* **Text**:
============================================================
RIYADH, Saudi Arabia - Amid mounting global pressure to come clean on the circumstances surrounding the death of its veteran journalist Jamal Khashoggi, Saudi Arabia faced more embarrassment on Monday.
For several months now, Saudi Arabia's young Crown Prince Mohammed bin Salman has spear-headed an ambitious plan to overhaul the Kingdom's economy and reduce its reliance on oil over the next three years.
The second annual Future Investment Initiative conference, dubbed "Davos in the Desert," was at the heart of the economic reform policy being pursued by the Kingdom.
The conference billed itself as "a blueprint for the 22nd century" that is bringing together "the world's most visionary and influential leaders in business, government and civil society."
Spread over three days from October 23 to 25, the summit was planned to be an opportunity for the Kingdom to woo powerful diplomats, top corporates and global investors, who were set to be present in Riyadh for the key summit.
============================================================
* **Dataset excerpts**:
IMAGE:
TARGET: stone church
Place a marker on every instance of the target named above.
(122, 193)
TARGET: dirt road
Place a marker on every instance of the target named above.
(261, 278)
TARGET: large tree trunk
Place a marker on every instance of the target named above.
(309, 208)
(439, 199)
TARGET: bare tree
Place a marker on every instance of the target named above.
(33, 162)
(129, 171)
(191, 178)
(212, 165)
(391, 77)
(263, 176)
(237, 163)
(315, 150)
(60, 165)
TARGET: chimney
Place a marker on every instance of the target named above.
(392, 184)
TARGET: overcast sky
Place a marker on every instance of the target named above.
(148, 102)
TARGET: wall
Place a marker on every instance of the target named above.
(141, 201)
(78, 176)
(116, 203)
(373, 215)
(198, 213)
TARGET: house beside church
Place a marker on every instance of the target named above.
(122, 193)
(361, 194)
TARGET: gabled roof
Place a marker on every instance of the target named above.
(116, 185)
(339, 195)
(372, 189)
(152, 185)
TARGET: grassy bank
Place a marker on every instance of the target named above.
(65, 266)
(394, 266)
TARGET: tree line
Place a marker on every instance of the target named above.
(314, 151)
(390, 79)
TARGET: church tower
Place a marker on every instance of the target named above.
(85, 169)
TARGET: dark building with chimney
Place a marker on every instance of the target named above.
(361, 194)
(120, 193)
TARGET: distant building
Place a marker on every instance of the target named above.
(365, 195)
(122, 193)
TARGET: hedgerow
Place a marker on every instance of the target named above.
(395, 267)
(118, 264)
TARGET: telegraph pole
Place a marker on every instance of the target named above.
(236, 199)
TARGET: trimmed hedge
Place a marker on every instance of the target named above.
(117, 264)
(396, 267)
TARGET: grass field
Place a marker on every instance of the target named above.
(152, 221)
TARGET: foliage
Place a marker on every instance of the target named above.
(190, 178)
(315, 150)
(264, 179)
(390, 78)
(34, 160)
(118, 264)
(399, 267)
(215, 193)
============================================================
* **Directions**:
a) Return the text of the Saudi conference passage between "For several months" and "by the Kingdom.", inclusive.
b) Take the article on the Riyadh investment summit further from where it stops.

* **Responses to the tasks**:
a)
For several months now, Saudi Arabia's young Crown Prince Mohammed bin Salman has spear-headed an ambitious plan to overhaul the Kingdom's economy and reduce its reliance on oil over the next three years.
The second annual Future Investment Initiative conference, dubbed "Davos in the Desert," was at the heart of the economic reform policy being pursued by the Kingdom.

b)
However, the Kingdom's efforts to enhance its image and secure lucrative deals hit a major roadblock earlier this month, following an appalling scandal over the disappearance of the prominent Saudi journalist.
Shrouded in mystery
The mysterious disappearance of the 59-year-old journalist, who entered the Saudi consulate in Turkey on October 2 but never returned, caused widespread concerns over the Kingdom's possible role in executing its top critic.
Over the two weeks since then, Saudi's changing version of events surrounding Khashoggi's fate further dented its economic reform plans as several top companies, diplomats and high-profile attendees pulled out of the summit.
Saudi feigned ignorance over Khashoggi's fate for 17 days, then admitted that the journalist had died in a brawl within its consulate.
Causing further alarm, merely 24 hours after its shocking admission, Saudi suddenly changed the story.
On Sunday, the Kingdom attempted to shield the Crown Prince, who was widely suspected to have ordered Khashoggi's execution after his closest aides were fired in relation to the case.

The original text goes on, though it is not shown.